» Problem statement: What you output must be the exact lines from the first line of the data through the one holding "If you could segment every instance of the person", with no pictures.

» Recorded information:
_ _ _ _ _ _ _

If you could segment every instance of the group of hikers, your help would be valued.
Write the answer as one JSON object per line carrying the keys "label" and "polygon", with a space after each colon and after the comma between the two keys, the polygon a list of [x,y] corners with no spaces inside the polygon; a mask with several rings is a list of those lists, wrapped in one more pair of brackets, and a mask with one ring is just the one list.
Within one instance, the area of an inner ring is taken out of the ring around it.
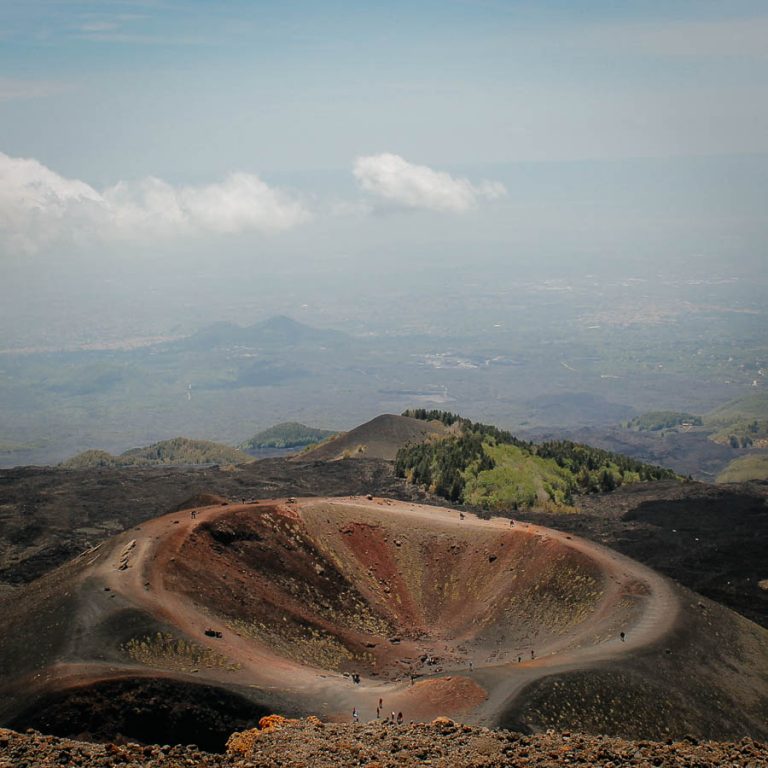
{"label": "group of hikers", "polygon": [[[383,708],[384,708],[384,699],[379,699],[379,703],[376,705],[376,719],[377,720],[381,720],[381,710]],[[353,723],[359,723],[360,722],[360,713],[358,712],[357,707],[353,707],[352,708],[352,722]],[[403,713],[402,712],[395,713],[395,711],[392,710],[392,712],[387,717],[384,718],[383,722],[385,724],[386,723],[391,723],[391,724],[394,725],[395,723],[397,723],[397,725],[402,725],[403,724]]]}

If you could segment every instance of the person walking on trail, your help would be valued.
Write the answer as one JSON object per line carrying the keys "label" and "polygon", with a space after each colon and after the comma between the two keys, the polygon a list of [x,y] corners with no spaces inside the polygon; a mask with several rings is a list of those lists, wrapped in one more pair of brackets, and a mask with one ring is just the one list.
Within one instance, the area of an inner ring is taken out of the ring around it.
{"label": "person walking on trail", "polygon": [[384,699],[379,699],[379,709],[384,709]]}
{"label": "person walking on trail", "polygon": [[472,669],[474,668],[474,666],[475,666],[475,665],[474,665],[474,664],[472,663],[472,661],[470,660],[470,662],[469,662],[469,671],[470,671],[470,672],[472,671]]}
{"label": "person walking on trail", "polygon": [[192,510],[192,512],[191,512],[190,514],[191,514],[191,516],[192,516],[192,519],[194,520],[194,519],[197,517],[197,510],[196,510],[196,509],[193,509],[193,510]]}
{"label": "person walking on trail", "polygon": [[389,719],[392,721],[392,725],[394,725],[395,722],[397,721],[397,715],[395,714],[394,709],[392,710],[392,714],[390,714]]}
{"label": "person walking on trail", "polygon": [[533,648],[531,648],[531,658],[532,658],[532,659],[535,659],[535,658],[536,658],[536,654],[533,652]]}
{"label": "person walking on trail", "polygon": [[376,707],[376,719],[378,720],[381,717],[381,709],[379,707]]}
{"label": "person walking on trail", "polygon": [[463,520],[463,519],[464,519],[464,513],[463,512],[459,512],[459,520]]}
{"label": "person walking on trail", "polygon": [[398,712],[397,713],[397,724],[398,725],[402,725],[403,724],[403,713],[402,712]]}
{"label": "person walking on trail", "polygon": [[626,637],[626,635],[623,632],[621,632],[619,634],[619,637],[621,638],[621,642],[623,643],[624,642],[624,638]]}
{"label": "person walking on trail", "polygon": [[355,723],[360,722],[360,715],[357,713],[357,707],[352,708],[352,721]]}

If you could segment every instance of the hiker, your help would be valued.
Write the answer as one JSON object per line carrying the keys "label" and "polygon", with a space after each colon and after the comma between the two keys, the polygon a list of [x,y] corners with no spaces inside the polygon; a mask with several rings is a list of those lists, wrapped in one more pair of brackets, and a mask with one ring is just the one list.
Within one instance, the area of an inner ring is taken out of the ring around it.
{"label": "hiker", "polygon": [[532,659],[535,659],[535,658],[536,658],[536,654],[533,652],[533,648],[531,648],[531,658],[532,658]]}
{"label": "hiker", "polygon": [[413,672],[411,672],[411,685],[413,685]]}
{"label": "hiker", "polygon": [[190,512],[190,515],[192,516],[192,519],[194,520],[197,517],[197,510],[193,509],[192,512]]}
{"label": "hiker", "polygon": [[510,525],[514,525],[515,524],[515,521],[511,517],[509,518],[509,524]]}
{"label": "hiker", "polygon": [[360,722],[360,715],[357,714],[357,707],[353,707],[352,708],[352,720],[355,723],[359,723]]}
{"label": "hiker", "polygon": [[402,712],[398,712],[397,713],[397,724],[398,725],[402,725],[403,724],[403,713]]}
{"label": "hiker", "polygon": [[523,663],[523,657],[522,656],[518,656],[517,657],[517,663],[518,664],[522,664]]}
{"label": "hiker", "polygon": [[379,709],[384,709],[384,699],[379,699]]}
{"label": "hiker", "polygon": [[378,720],[379,717],[381,717],[381,710],[378,707],[376,707],[376,719]]}
{"label": "hiker", "polygon": [[470,671],[470,672],[472,671],[472,668],[473,668],[474,666],[475,666],[475,665],[472,663],[472,661],[470,661],[470,662],[469,662],[469,671]]}
{"label": "hiker", "polygon": [[621,638],[621,642],[623,643],[623,642],[624,642],[624,637],[625,637],[624,633],[622,632],[622,633],[619,635],[619,637]]}
{"label": "hiker", "polygon": [[392,710],[392,713],[390,714],[389,719],[392,721],[392,725],[394,725],[395,722],[397,721],[397,715],[395,714],[394,709]]}
{"label": "hiker", "polygon": [[464,513],[463,512],[459,512],[459,520],[463,520],[463,519],[464,519]]}

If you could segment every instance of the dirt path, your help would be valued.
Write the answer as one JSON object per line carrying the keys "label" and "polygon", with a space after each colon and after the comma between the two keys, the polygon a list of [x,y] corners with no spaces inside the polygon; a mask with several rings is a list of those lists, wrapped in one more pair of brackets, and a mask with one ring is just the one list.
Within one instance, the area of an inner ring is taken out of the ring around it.
{"label": "dirt path", "polygon": [[[514,526],[516,535],[552,540],[559,546],[579,552],[599,566],[603,593],[594,614],[572,631],[535,649],[518,663],[487,664],[473,659],[473,669],[444,669],[439,675],[419,679],[415,684],[406,680],[385,683],[375,678],[363,678],[355,685],[349,677],[335,672],[301,665],[282,657],[271,648],[251,638],[224,629],[221,638],[204,634],[208,627],[218,628],[221,619],[210,616],[204,609],[166,588],[168,564],[179,555],[186,538],[206,522],[238,511],[257,513],[260,507],[276,502],[247,505],[214,506],[176,512],[156,518],[119,536],[109,555],[97,566],[96,578],[105,587],[121,595],[129,604],[155,618],[176,627],[180,633],[222,654],[239,665],[237,671],[201,669],[194,674],[199,682],[253,686],[264,691],[279,691],[283,697],[314,707],[322,715],[339,719],[351,718],[353,707],[362,720],[376,715],[377,704],[383,700],[382,716],[391,711],[405,714],[406,719],[422,719],[438,714],[459,715],[474,722],[491,723],[528,683],[542,676],[619,658],[657,642],[675,622],[678,601],[666,580],[650,569],[599,545],[525,523]],[[285,504],[286,502],[277,502]],[[325,504],[358,509],[361,515],[393,515],[403,518],[403,526],[417,523],[435,532],[466,530],[499,530],[509,532],[509,520],[481,520],[454,510],[420,506],[384,499],[325,498],[305,499],[290,508],[301,514],[307,506]],[[634,606],[631,623],[622,625],[622,639],[611,622],[616,607],[627,595]],[[470,658],[472,658],[470,656]],[[69,665],[61,668],[68,682],[83,684],[90,680],[136,671],[126,665],[122,671],[99,664]],[[142,668],[142,674],[146,674]],[[158,672],[173,676],[174,673]],[[190,675],[178,675],[189,679]]]}
{"label": "dirt path", "polygon": [[[482,520],[470,513],[464,513],[462,517],[458,512],[451,509],[396,502],[388,499],[335,498],[324,501],[346,507],[355,505],[368,510],[383,507],[389,514],[422,520],[433,526],[441,526],[449,530],[487,529],[489,527],[503,531],[510,529],[508,518]],[[520,522],[516,523],[514,527],[518,532],[522,530],[528,536],[555,540],[562,546],[590,557],[604,573],[606,592],[596,616],[591,617],[585,626],[559,638],[557,642],[550,642],[536,649],[535,659],[528,657],[523,658],[522,663],[509,662],[492,666],[476,666],[470,672],[466,668],[446,670],[443,675],[436,676],[442,679],[449,677],[454,682],[458,695],[466,690],[463,681],[477,681],[477,684],[487,691],[486,700],[473,712],[472,719],[478,723],[493,722],[498,712],[534,680],[553,673],[583,669],[600,661],[619,658],[624,654],[657,642],[674,626],[680,610],[678,599],[669,582],[650,568],[606,547],[551,528]],[[615,607],[617,599],[623,594],[625,587],[635,583],[643,584],[648,590],[647,595],[644,596],[645,599],[639,616],[631,625],[623,626],[612,637],[596,642],[595,622],[599,621],[601,616],[610,613],[611,609]],[[620,632],[624,633],[623,637]],[[361,691],[361,693],[364,692],[366,691]],[[397,709],[400,705],[408,709],[409,705],[416,703],[413,702],[413,699],[416,698],[414,696],[416,691],[409,690],[405,686],[395,687],[392,694],[395,698],[396,711],[400,711]]]}

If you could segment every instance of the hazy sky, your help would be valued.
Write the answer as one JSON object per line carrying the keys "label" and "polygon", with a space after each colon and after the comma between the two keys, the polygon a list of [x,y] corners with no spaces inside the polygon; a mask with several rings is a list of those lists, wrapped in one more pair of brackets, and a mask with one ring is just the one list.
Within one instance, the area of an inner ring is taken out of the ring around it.
{"label": "hazy sky", "polygon": [[767,95],[763,0],[3,0],[0,332],[46,265],[760,269]]}

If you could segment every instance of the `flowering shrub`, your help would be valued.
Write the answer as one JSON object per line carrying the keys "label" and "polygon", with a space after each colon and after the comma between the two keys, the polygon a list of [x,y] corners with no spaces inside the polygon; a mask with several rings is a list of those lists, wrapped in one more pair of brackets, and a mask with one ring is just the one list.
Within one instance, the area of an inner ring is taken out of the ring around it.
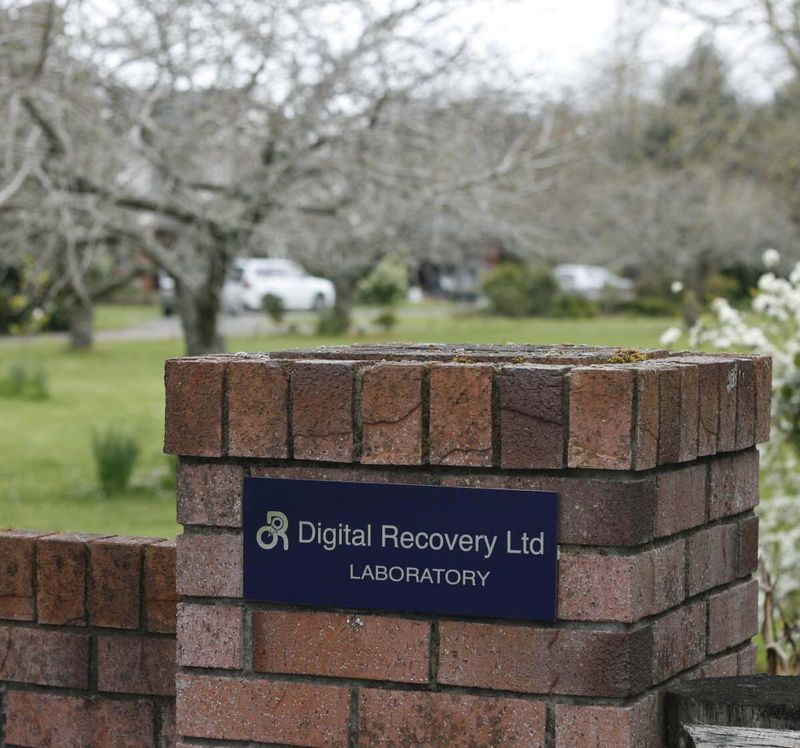
{"label": "flowering shrub", "polygon": [[[761,447],[762,502],[759,507],[762,633],[768,669],[800,668],[800,263],[784,278],[774,249],[763,255],[767,272],[750,308],[734,309],[716,299],[711,313],[688,332],[691,347],[709,345],[772,356],[772,435]],[[661,337],[672,345],[684,335],[670,328]]]}

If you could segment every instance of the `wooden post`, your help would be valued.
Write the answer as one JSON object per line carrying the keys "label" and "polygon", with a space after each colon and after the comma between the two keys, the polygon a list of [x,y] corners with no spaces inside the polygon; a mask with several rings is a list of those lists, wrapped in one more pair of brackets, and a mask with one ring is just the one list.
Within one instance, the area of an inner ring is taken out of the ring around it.
{"label": "wooden post", "polygon": [[800,678],[692,680],[667,690],[669,748],[800,748]]}

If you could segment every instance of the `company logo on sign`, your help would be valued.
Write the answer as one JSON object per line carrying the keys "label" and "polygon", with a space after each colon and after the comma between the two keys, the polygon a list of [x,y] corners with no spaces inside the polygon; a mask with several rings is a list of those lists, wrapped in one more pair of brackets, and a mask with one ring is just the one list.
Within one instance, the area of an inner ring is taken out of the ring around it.
{"label": "company logo on sign", "polygon": [[[289,520],[283,512],[267,512],[267,524],[258,528],[256,543],[265,551],[272,550],[278,541],[283,541],[283,550],[289,550],[289,538],[286,531],[289,529]],[[267,540],[264,540],[264,536]]]}

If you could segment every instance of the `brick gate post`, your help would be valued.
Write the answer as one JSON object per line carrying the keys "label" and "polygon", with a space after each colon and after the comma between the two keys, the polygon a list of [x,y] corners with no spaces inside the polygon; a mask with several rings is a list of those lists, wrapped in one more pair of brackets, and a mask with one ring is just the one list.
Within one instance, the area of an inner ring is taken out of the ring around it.
{"label": "brick gate post", "polygon": [[[168,361],[179,745],[662,746],[668,684],[754,670],[770,379],[581,346]],[[557,620],[245,600],[246,477],[556,492]]]}

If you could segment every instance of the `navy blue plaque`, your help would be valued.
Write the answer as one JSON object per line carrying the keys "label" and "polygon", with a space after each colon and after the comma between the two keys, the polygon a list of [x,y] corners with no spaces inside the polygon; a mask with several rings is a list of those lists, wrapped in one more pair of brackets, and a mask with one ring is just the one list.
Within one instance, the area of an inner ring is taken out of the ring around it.
{"label": "navy blue plaque", "polygon": [[549,491],[245,478],[244,597],[553,621]]}

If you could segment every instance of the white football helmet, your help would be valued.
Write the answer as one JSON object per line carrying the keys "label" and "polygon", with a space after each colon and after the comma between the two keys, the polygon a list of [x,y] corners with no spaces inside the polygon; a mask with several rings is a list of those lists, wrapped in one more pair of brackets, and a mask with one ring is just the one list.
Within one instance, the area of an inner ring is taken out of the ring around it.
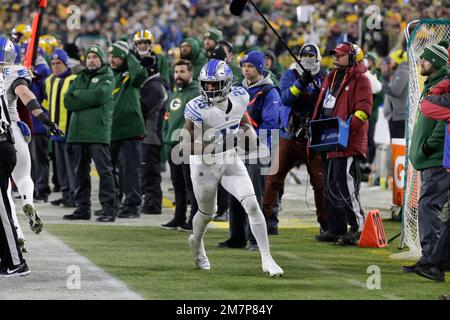
{"label": "white football helmet", "polygon": [[233,85],[233,71],[221,60],[211,59],[198,77],[200,93],[209,103],[224,100]]}
{"label": "white football helmet", "polygon": [[6,37],[0,37],[0,65],[13,65],[16,55],[12,41]]}

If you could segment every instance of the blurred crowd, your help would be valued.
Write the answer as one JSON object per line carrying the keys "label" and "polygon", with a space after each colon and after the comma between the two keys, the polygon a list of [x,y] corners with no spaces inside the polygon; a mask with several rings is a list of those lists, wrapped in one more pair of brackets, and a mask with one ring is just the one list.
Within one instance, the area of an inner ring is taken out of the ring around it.
{"label": "blurred crowd", "polygon": [[[298,51],[306,42],[317,44],[323,51],[325,66],[331,66],[327,55],[336,43],[348,40],[365,52],[376,50],[384,57],[401,47],[402,30],[408,21],[449,15],[448,6],[442,0],[253,2],[291,48]],[[20,23],[31,25],[33,3],[31,0],[2,1],[1,32],[6,35]],[[282,66],[288,67],[292,59],[252,6],[247,4],[242,16],[236,17],[229,12],[229,3],[228,0],[49,1],[42,34],[54,35],[62,44],[76,43],[87,49],[93,42],[98,43],[99,38],[105,47],[125,37],[131,44],[132,36],[146,28],[153,33],[155,42],[173,55],[172,61],[176,61],[176,48],[184,38],[202,37],[209,27],[215,27],[234,45],[235,53],[255,47],[268,49],[275,53]]]}

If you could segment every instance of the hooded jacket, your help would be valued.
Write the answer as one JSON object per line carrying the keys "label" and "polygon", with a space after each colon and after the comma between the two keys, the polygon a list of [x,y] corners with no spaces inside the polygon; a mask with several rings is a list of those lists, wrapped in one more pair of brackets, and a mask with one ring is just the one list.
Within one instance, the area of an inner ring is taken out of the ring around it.
{"label": "hooded jacket", "polygon": [[139,61],[128,54],[122,68],[113,70],[114,114],[111,141],[144,137],[144,118],[140,106],[140,88],[147,78],[147,71]]}
{"label": "hooded jacket", "polygon": [[192,62],[192,65],[194,66],[193,79],[195,81],[198,79],[200,71],[202,71],[203,66],[208,62],[208,59],[203,54],[200,48],[200,43],[196,39],[186,38],[186,42],[189,43],[192,48],[192,52],[189,55],[188,60]]}
{"label": "hooded jacket", "polygon": [[[424,83],[421,98],[425,98],[447,76],[447,67],[439,69]],[[436,121],[417,110],[409,148],[409,159],[416,170],[442,166],[444,156],[445,121]]]}
{"label": "hooded jacket", "polygon": [[271,147],[271,129],[279,127],[279,113],[281,97],[278,88],[273,85],[270,74],[264,71],[259,81],[248,85],[246,80],[242,81],[242,86],[250,95],[250,102],[247,107],[248,115],[253,123],[256,133],[260,134],[261,129],[267,131],[267,146]]}
{"label": "hooded jacket", "polygon": [[[338,69],[331,71],[323,81],[312,115],[314,120],[321,117],[325,95],[337,71]],[[370,118],[373,103],[372,88],[369,79],[364,75],[366,71],[367,67],[363,63],[356,63],[354,66],[346,68],[344,79],[335,93],[336,103],[333,108],[333,117],[348,120],[356,111],[363,111]],[[353,118],[350,122],[350,136],[347,148],[345,150],[327,152],[328,158],[351,157],[355,155],[366,157],[369,122],[362,122],[354,116]]]}
{"label": "hooded jacket", "polygon": [[67,142],[111,142],[114,77],[109,66],[95,72],[81,71],[70,84],[64,97],[66,108],[72,111]]}
{"label": "hooded jacket", "polygon": [[389,83],[383,84],[383,112],[387,121],[403,121],[406,118],[408,100],[409,66],[407,62],[395,69]]}
{"label": "hooded jacket", "polygon": [[440,82],[430,95],[420,102],[420,111],[427,118],[447,121],[445,126],[444,159],[442,165],[450,170],[450,80]]}

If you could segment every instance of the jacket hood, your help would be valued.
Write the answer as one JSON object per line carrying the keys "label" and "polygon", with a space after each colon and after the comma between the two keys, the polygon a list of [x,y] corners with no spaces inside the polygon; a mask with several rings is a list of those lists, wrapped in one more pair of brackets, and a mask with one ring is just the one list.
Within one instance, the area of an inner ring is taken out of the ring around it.
{"label": "jacket hood", "polygon": [[199,44],[199,42],[196,39],[190,38],[190,37],[186,38],[185,42],[189,43],[189,45],[192,48],[192,52],[189,55],[189,59],[191,60],[191,62],[197,60],[197,58],[198,58],[198,56],[200,54],[200,44]]}
{"label": "jacket hood", "polygon": [[242,81],[242,86],[246,89],[261,87],[267,84],[273,85],[273,81],[270,78],[270,73],[268,71],[264,71],[263,74],[261,75],[261,79],[259,79],[257,82],[253,83],[250,86],[247,84],[247,81],[245,79]]}

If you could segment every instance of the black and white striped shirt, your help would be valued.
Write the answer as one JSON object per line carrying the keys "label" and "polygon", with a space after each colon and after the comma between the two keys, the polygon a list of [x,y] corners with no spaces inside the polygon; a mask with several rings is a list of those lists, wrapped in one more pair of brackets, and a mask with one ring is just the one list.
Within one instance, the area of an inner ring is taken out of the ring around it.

_ _ _ _ _ _ _

» Exercise output:
If you could segment every instance of the group of hikers, your help would be valued.
Write the answer as one JSON object per line carrying the keys "label" and "polygon", with a space after each colon and after the comma between the two keys, the polygon a list of [x,y] corners with no spaces inside the polygon; a mask with several rings is a list of those lists, wrapped in one more pair of brackets, and a mask with one ring is just the one list.
Within one instance, the area of an inner ring is taken out of the ring around it.
{"label": "group of hikers", "polygon": [[[383,708],[384,708],[384,699],[379,699],[379,703],[376,705],[376,719],[377,720],[381,720],[381,710]],[[353,723],[359,723],[360,722],[360,713],[358,712],[357,707],[353,707],[352,708],[352,722]],[[403,713],[402,712],[395,713],[395,711],[392,710],[392,712],[387,717],[384,718],[383,722],[385,724],[386,723],[391,723],[391,724],[394,725],[395,723],[397,723],[397,725],[402,725],[403,724]]]}

If you could segment every instance of the person walking on trail, your help would be valued.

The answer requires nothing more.